• Required task
Give the records back in full, exactly as they read.

Items from a data source:
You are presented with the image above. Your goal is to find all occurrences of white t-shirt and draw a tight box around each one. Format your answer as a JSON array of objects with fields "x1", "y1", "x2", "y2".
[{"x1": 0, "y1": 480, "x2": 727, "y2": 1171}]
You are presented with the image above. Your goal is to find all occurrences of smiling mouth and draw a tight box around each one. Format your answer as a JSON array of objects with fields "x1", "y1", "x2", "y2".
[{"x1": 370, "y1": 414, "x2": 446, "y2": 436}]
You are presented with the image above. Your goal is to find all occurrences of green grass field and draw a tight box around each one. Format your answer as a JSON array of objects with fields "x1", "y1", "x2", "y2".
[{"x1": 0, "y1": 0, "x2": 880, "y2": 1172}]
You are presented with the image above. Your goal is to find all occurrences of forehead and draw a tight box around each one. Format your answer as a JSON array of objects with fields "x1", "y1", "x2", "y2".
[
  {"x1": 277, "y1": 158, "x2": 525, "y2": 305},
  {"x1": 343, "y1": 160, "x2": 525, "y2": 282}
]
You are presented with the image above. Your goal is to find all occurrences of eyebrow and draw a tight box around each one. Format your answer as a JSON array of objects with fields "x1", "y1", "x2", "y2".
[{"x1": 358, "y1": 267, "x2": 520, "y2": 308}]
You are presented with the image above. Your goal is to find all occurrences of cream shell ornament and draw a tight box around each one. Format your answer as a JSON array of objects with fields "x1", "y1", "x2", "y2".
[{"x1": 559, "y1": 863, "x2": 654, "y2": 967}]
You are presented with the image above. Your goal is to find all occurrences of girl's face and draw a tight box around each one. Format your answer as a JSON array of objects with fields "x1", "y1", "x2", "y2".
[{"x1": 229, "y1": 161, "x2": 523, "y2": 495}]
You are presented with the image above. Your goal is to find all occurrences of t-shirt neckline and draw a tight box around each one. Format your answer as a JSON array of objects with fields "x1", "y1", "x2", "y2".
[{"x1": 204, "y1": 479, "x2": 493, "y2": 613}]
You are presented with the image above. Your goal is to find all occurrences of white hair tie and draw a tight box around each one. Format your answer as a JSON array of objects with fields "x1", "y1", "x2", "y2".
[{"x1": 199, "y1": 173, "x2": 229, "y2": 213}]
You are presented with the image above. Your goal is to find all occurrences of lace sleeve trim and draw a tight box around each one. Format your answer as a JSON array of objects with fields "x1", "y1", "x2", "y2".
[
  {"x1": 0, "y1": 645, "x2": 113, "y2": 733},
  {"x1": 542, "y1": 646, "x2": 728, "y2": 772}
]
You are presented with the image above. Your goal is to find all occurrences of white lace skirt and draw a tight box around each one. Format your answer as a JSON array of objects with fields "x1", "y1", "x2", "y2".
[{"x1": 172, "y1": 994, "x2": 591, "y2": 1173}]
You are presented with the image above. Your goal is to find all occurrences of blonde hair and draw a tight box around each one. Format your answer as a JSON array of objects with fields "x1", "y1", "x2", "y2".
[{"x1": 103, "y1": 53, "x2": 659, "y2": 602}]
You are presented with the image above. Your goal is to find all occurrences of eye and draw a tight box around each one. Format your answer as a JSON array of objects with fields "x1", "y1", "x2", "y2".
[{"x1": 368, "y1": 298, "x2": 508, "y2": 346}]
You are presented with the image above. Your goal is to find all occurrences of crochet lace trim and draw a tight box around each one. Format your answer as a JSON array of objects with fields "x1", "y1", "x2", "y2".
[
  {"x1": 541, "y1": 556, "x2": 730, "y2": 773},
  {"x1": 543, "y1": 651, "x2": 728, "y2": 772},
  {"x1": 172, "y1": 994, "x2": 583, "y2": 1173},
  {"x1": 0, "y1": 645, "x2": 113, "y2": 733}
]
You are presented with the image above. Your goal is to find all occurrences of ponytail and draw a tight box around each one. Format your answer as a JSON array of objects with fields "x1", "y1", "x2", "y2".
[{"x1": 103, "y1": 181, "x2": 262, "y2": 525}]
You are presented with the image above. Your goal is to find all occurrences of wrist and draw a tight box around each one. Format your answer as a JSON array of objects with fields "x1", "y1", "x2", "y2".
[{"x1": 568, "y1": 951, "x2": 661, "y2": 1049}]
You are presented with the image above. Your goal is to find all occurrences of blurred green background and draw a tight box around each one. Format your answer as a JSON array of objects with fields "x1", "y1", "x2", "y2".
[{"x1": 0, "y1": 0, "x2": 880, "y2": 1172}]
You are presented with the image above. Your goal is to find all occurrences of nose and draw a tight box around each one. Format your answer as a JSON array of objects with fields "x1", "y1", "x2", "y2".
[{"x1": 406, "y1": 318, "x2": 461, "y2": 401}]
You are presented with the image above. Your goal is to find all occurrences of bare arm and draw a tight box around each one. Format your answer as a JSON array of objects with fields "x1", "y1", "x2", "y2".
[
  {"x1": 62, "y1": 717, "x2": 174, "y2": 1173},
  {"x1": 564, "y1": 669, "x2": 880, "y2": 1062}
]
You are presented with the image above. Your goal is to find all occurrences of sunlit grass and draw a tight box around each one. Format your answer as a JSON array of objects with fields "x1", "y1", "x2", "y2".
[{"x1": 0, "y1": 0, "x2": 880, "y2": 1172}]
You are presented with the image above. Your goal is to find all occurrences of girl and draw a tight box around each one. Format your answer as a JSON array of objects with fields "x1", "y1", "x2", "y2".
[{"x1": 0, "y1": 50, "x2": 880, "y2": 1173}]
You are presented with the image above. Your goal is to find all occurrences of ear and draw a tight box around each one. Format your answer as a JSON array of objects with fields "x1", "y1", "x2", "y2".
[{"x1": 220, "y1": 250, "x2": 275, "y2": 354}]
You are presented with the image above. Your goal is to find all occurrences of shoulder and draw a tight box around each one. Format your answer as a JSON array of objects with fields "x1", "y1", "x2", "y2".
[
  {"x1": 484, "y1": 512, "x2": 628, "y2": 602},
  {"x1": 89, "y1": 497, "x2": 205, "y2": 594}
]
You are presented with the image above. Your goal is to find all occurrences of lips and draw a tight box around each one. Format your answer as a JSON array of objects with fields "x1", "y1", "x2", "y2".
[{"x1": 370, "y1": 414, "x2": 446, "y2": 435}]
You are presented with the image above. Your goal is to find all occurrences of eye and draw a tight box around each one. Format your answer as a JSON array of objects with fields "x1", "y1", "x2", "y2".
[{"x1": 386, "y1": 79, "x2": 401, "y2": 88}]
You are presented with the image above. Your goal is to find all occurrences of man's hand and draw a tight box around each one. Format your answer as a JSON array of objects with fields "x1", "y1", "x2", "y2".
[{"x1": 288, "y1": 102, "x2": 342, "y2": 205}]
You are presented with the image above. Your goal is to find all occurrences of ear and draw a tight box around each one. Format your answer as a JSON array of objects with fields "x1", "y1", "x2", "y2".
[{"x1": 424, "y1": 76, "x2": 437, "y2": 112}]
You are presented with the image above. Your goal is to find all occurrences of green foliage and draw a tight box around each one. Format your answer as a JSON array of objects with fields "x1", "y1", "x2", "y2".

• Response to the exercise
You are presented with the image above. Your goal is to find all occurrences of white t-shirt and draw a tight box around each one. Format your answer as a JSON array of objects with fields "x1", "y1", "x2", "y2".
[{"x1": 0, "y1": 480, "x2": 727, "y2": 1171}]
You are presented with the image above. Your goal is to find all occurrences of smiling mouth and draw a tight box around each one. Format your answer as a JSON array of objects with fields "x1", "y1", "x2", "y2".
[{"x1": 370, "y1": 414, "x2": 446, "y2": 436}]
You are presented with the image above. Your goal is to find all occurrences of green grass field and draw a tight box around each one. Format your answer as a JSON array of objects with fields "x1", "y1", "x2", "y2".
[{"x1": 0, "y1": 0, "x2": 880, "y2": 1172}]
You are presented with the image above. Your goal is to find all occurrences of forehead and draw a tight box around each one. Format your answer as a JSON array of objects with fields "x1", "y1", "x2", "y2".
[
  {"x1": 277, "y1": 158, "x2": 525, "y2": 305},
  {"x1": 343, "y1": 160, "x2": 525, "y2": 282}
]
You are presented with the image above. Your goal is to find all occurrences of eyebrow and draw a tight box around each one. Format your answer as a JSON array of objects with fields "x1", "y1", "x2", "y2".
[{"x1": 358, "y1": 267, "x2": 520, "y2": 308}]
You are presented with the image above. Your goal is to find all occurrences of cream shell ornament and draw a tight box around each one. Format your answer as a JSON array of objects with fields "x1", "y1", "x2", "y2".
[{"x1": 559, "y1": 863, "x2": 654, "y2": 967}]
You are presented with the image above. Your goal is to find all occurrences of girl's face and draw a tight box around each one. Format your answer as a JSON array of objects with fields "x1", "y1", "x2", "y2".
[{"x1": 229, "y1": 161, "x2": 523, "y2": 495}]
You are presented with the image above. Your goal is to find all occurrences of t-shirt neckline and draw a tight box around each one. Format your answer as a JSON array of objects with fields "x1", "y1", "x2", "y2".
[{"x1": 204, "y1": 479, "x2": 493, "y2": 613}]
You are presented with the image above. Your goal is to find all occurrences of white hair tie and draw a tight box around each one. Format your answer as a JSON array of objects with fields "x1", "y1", "x2", "y2".
[{"x1": 199, "y1": 173, "x2": 229, "y2": 213}]
You are presented with the image above. Your goal is to find all occurrences of lace sleeve trim and draw a tight box around each one. Format your answer as a JSON array of objects with fields "x1", "y1", "x2", "y2".
[
  {"x1": 0, "y1": 645, "x2": 113, "y2": 733},
  {"x1": 542, "y1": 646, "x2": 728, "y2": 772}
]
You are presented with the image above. Your goal is to find all occurrences of white lace skirt and draw a tight box around each one. Format your answer as a JSON array of objects with fields "x1", "y1", "x2", "y2".
[{"x1": 172, "y1": 994, "x2": 591, "y2": 1173}]
You are presented with the image above. Your goal is to find all occurrences of blonde hair and draw a tight box around each one. Format your answer as a JSON array of objects with fields "x1", "y1", "x2", "y2".
[{"x1": 103, "y1": 53, "x2": 659, "y2": 602}]
You are presented with the image above. Your goal is to find all occurrences of eye and draw a tight box around each one. Format your answer as a JSON array of objects with fields "x1", "y1", "x2", "y2".
[{"x1": 368, "y1": 298, "x2": 508, "y2": 346}]
You are presented with the image above. Your goal is to find all occurrences of crochet lace trim and draw a tight box around each one. Format your answer as a JSON array of objects with fields "x1", "y1", "x2", "y2".
[
  {"x1": 541, "y1": 556, "x2": 730, "y2": 773},
  {"x1": 543, "y1": 651, "x2": 728, "y2": 772},
  {"x1": 172, "y1": 994, "x2": 583, "y2": 1173},
  {"x1": 0, "y1": 645, "x2": 113, "y2": 733}
]
You are presented with the image above. Your goal is to find all occurrences of ponytail and draw a tight box around each one. Format your answer as a JSON array of objects with fields "x1", "y1", "x2", "y2".
[{"x1": 103, "y1": 181, "x2": 262, "y2": 525}]
You are presented with the image above. Your goal is to find all occurrences of wrist and draw a tight box around each one. Format your answer as a JSON array of objects with fields "x1", "y1", "x2", "y2".
[{"x1": 568, "y1": 951, "x2": 661, "y2": 1049}]
You are presented with the image above. Your goal is to find all occurrences of blurred green background and draw a tight box around each one. Format your answer as a JSON array of objects with fields "x1", "y1", "x2", "y2".
[{"x1": 0, "y1": 0, "x2": 880, "y2": 1172}]
You are presented with the image above. Your goal is to find all occurrences of nose and draw a tight box around each one. Format your answer as a JSON array of objects with fields "x1", "y1", "x2", "y2".
[{"x1": 406, "y1": 318, "x2": 461, "y2": 401}]
You are presented with the image above. Your goal is to find all occurrences of bare arm and draw a tight box around each one. Format your answer as a JSON array of objects with fields "x1", "y1", "x2", "y2".
[
  {"x1": 62, "y1": 717, "x2": 174, "y2": 1173},
  {"x1": 564, "y1": 669, "x2": 880, "y2": 1062}
]
You are presented with the image above. Your goal is to find all occurrences of sunlit grass and draw a tight box around each one. Format your answer as a JSON array of objects with fields "x1", "y1", "x2", "y2".
[{"x1": 0, "y1": 0, "x2": 880, "y2": 1172}]
You are presented with the image above. Your goal is to find all occurrences of girl and draw a tight box around each one. Format your answer as a JSON array of objects with fields "x1", "y1", "x2", "y2".
[{"x1": 0, "y1": 50, "x2": 880, "y2": 1173}]
You are presented with the image above. Your goal is to find all occurrences of ear and draw a tight box around each one. Format your answer as a JSON array of objects with fields "x1", "y1", "x2", "y2".
[{"x1": 220, "y1": 250, "x2": 275, "y2": 354}]
You are presented with the image above. Your goal is to find all occurrences of shoulder and draw a tight box around each one. Format your answer as a JSON array of objects with fields "x1", "y1", "x2", "y2".
[
  {"x1": 484, "y1": 512, "x2": 628, "y2": 602},
  {"x1": 89, "y1": 497, "x2": 205, "y2": 594}
]
You are presented with the image above. Your goal is to find all occurrences of lips and draw a tight box around each one. Format your answer as a JSON array of objects with fields "x1", "y1", "x2", "y2".
[{"x1": 370, "y1": 414, "x2": 446, "y2": 435}]
You are presented with the image above. Your goal is to find all occurrences of eye and draw a tight box around each one. Format your answer as a JSON array of objects with fields "x1", "y1", "x2", "y2".
[{"x1": 386, "y1": 79, "x2": 401, "y2": 88}]
You are presented with the image above. Your goal is to find all occurrences of man's hand and draw a tight box around each one. Format your answer as a JSON array of objects with fields "x1", "y1", "x2", "y2".
[{"x1": 288, "y1": 102, "x2": 342, "y2": 205}]
You are presented with the image above. Your goal is to find all occurrences of ear and draw a tight box around each one. Format your answer as a JSON array of objects with fields "x1", "y1", "x2", "y2".
[{"x1": 424, "y1": 76, "x2": 437, "y2": 112}]
You are presented with the image above. Your goal is to find all occurrences of green foliage and draw a tight box around each one. Format your answer as a JSON array of objects with fields "x1", "y1", "x2", "y2".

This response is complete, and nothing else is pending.